- Work to complete
**1.** List every person named in the Netflix article below.
**2.** In the Netflix article below, recast the paragraph beginning "Subscribers to the basic service in the US" as a brief list. Keep its price changes.

- Text block
Segment Open
Netflix shares surge on big subscriber growth

Netflix reported a remarkable surge in subscriber numbers during the third quarter, with nearly nine million households signing up worldwide. This impressive growth represents the largest spike in subscriptions since the early days of the COVID-19 lockdowns in 2020, causing Netflix’s stock price to soar.

The streaming giant’s aggressive measures to crack down on rampant password sharing seem to be yielding fruitful results. Shares in the company surged as much as 18% on Thursday, shortly after announcing immediate price increases for its basic and premium subscribers in the United States, the United Kingdom, and France.

Subscribers to the basic service in the US will witness a $2 increase in their monthly bill, bringing it to $11.99, while premium subscriptions will rise by $3 to $22.99. Basic subscribers in the UK will pay an additional £1, making their monthly cost £7.99, with premium memberships increasing by £2 to £17.99.

Facing a slowdown in subscription growth last year, Netflix made efforts to curb password sharing and introduced ad-supported streaming options. The company announced that these efforts had significantly boosted subscriber and revenue growth over the past two quarters, with a lower than expected “cancel reaction.”

This quarterly increase in subscribers is the most substantial since Q2 2020, a period marked by a surge in sign-ups due to COVID-19 lockdowns.

However, Netflix noted that its advertising initiative has been slower to gain traction and reiterated that ad revenue is not expected to be “material” in 2023. Last month, Jeremi Gorman, who was tasked with building the ad business, left the company and was replaced by former studio operations head Amy Reinhard.

In the third quarter, Netflix reported earnings of $3.75 per share, exceeding Wall Street’s forecast of $3.52. The company closed the quarter with 247 million subscribers, marking an 11% increase compared to the previous year.

Netflix acknowledged the impact of the Hollywood strikes, describing the past six months as “challenging for our industry.” Talks between the actors’ union and a group representing studios and streamers recently fell apart.

Netflix CEO Ted Sarandos expressed his discontent with a “new demand” by the actors’ union, which sought a portion of streaming subscriber revenue. Sarandos referred to this demand as a “levy” and expressed the company’s commitment to ending the strike, emphasising the need to reach a deal that respects all parties involved as soon as possible.

The strikes have caused a $1 billion reduction in investment in new content for Netflix. The company now expects its 2023 cash content spend to be around $13 billion. If the actors’ strike is resolved in the near future, Netflix anticipates increasing its cash content spend to approximately $17 billion in 2024.

Netflix also highlighted its upcoming lineup, featuring the highly-anticipated final season of “The Crown” and the limited series “All the Light We Cannot See,” directed by Shawn Levy.
Segment Closed
- Supplied information
Segment Open
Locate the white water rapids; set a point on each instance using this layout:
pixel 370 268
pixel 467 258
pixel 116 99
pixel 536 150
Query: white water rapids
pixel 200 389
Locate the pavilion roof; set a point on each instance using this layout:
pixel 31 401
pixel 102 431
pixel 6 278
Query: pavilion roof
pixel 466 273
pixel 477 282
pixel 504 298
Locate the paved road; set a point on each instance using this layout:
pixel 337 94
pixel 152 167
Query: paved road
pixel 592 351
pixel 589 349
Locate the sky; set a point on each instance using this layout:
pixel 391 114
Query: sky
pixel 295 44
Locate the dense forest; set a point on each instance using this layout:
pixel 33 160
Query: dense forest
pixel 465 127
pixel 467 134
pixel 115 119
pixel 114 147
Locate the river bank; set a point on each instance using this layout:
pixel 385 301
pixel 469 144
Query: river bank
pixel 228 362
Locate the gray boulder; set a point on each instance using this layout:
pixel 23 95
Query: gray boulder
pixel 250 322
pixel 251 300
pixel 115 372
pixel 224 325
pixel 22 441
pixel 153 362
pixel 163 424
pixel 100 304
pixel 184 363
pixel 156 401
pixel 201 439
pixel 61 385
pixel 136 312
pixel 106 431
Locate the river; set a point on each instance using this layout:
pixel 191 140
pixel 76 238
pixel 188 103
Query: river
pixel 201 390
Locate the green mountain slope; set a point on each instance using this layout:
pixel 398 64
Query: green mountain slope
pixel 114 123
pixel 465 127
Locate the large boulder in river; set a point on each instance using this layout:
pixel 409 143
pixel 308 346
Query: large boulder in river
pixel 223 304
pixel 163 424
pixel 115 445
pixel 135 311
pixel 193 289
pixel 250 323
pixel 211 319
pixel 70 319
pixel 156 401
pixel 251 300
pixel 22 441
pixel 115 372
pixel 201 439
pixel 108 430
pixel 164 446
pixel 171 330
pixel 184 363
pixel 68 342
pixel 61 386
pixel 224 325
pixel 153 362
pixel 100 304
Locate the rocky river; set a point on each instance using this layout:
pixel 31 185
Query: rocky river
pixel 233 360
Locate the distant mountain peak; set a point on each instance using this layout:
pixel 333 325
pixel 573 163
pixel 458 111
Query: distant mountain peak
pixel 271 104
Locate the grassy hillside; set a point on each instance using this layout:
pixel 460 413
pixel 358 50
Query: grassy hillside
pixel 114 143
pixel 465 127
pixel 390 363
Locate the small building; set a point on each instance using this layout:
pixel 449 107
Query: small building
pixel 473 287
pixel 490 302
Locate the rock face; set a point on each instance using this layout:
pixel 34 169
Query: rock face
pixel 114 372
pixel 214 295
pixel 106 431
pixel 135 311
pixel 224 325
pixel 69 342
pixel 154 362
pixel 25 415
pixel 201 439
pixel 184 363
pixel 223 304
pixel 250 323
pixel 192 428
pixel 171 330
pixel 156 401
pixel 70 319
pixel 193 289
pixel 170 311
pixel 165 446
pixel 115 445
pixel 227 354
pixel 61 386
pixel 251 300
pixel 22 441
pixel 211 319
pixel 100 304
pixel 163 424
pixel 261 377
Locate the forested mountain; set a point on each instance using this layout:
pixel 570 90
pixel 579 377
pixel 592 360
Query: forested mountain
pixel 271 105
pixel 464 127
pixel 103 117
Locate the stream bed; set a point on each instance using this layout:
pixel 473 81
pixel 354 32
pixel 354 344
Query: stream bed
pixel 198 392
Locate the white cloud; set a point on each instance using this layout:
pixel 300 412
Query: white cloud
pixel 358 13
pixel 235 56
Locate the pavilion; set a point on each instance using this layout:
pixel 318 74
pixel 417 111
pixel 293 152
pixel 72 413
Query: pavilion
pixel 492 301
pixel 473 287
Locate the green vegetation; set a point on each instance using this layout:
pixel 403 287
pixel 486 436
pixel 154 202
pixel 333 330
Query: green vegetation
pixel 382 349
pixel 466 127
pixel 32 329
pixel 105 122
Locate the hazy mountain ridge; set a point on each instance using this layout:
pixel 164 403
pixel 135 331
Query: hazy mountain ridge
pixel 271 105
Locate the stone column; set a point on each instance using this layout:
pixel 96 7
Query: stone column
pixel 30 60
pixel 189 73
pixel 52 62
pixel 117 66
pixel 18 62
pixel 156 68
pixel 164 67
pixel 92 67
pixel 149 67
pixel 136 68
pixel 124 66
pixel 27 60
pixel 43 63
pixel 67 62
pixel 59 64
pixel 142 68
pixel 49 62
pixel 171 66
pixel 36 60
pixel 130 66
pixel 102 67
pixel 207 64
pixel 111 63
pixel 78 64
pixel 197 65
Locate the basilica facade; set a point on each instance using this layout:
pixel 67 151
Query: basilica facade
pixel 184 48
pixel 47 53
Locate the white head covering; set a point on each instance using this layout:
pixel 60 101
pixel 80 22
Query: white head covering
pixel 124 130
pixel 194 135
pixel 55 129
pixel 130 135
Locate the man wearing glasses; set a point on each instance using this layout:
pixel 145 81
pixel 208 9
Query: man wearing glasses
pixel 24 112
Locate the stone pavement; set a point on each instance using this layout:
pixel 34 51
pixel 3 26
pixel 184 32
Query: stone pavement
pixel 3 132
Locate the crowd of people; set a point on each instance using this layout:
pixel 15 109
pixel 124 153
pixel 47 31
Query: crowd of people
Segment Closed
- Set of answers
**1.** Jeremi Gorman, Amy Reinhard, Ted Sarandos, Shawn Levy

**2.**
- US basic: up $2, to $11.99 a month
- US premium: up $3, to $22.99
- UK basic: up £1, to £7.99 a month
- UK premium: up £2, to £17.99